§ Exercise directions
Give back the records below verbatim, please, but without a single image.

§ Information given
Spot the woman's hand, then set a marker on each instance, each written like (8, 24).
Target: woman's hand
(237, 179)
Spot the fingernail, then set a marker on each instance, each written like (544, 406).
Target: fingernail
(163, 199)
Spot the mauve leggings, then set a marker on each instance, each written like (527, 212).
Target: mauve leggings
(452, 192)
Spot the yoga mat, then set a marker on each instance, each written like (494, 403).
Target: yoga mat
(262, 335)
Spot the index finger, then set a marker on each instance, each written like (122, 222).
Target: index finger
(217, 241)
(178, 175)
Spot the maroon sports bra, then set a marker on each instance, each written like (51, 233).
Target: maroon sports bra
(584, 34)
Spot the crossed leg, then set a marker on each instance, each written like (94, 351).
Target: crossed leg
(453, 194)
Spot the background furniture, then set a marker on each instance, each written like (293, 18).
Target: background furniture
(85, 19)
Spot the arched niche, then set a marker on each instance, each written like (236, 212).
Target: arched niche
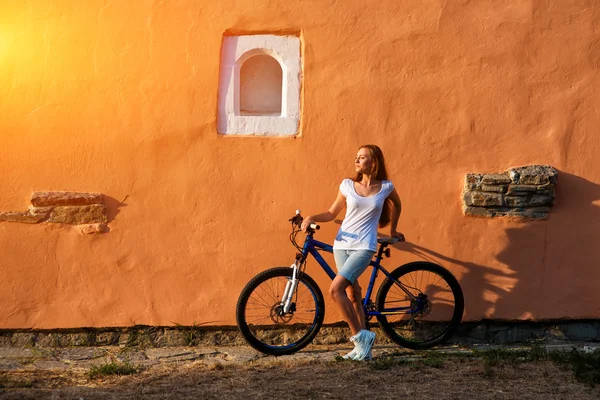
(261, 85)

§ Task response
Spot the woman's hand, then set a marker on each instance, each written like (8, 24).
Target: woman's hand
(237, 179)
Spot the fingernail, then set a marker on each instance, each written like (544, 406).
Target: fingernail
(163, 199)
Spot the mauve leggings, then set a marker on each instance, each written like (527, 212).
Target: mauve leggings
(452, 192)
Spot the yoga mat, then set a marker on each instance, each written like (494, 403).
Target: yoga mat
(262, 335)
Spot the index finger, then set a marker on each instance, each written like (122, 222).
Target: index finger
(217, 241)
(178, 175)
Spot the maroon sports bra, then set a marker on each instance, each written like (51, 233).
Target: maroon sports bra
(584, 34)
Spot the crossed leg, then set a marker on each instance, each written like (94, 351).
Target: crossed leg
(453, 194)
Spot the background furniture, then set a marker on each instance, each written like (293, 18).
Target: background furniture
(85, 19)
Spot the arched niche, then set a marker on each instance, each written like (236, 212).
Target: arched niche
(261, 85)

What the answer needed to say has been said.